## WHAT IS REQUIRED:
Reproduce the lines below verbatim, omitting the picture.

## THE DATA:
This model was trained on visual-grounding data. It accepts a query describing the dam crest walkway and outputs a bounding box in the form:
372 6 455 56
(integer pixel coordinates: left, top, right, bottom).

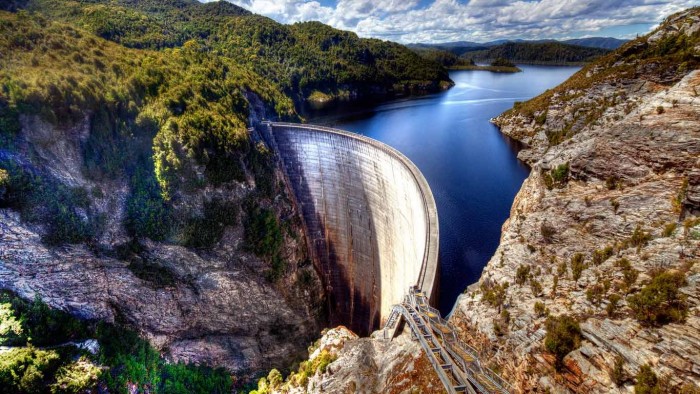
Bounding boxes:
384 286 510 394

## FINAL RESULT:
This model was trained on visual-grounding data. It accepts a query describing the dam crest walkway and outputs a bounding box in the form:
372 6 455 56
(integer pixel coordinates: left, top, right, bottom).

Bounding boxes:
384 286 510 394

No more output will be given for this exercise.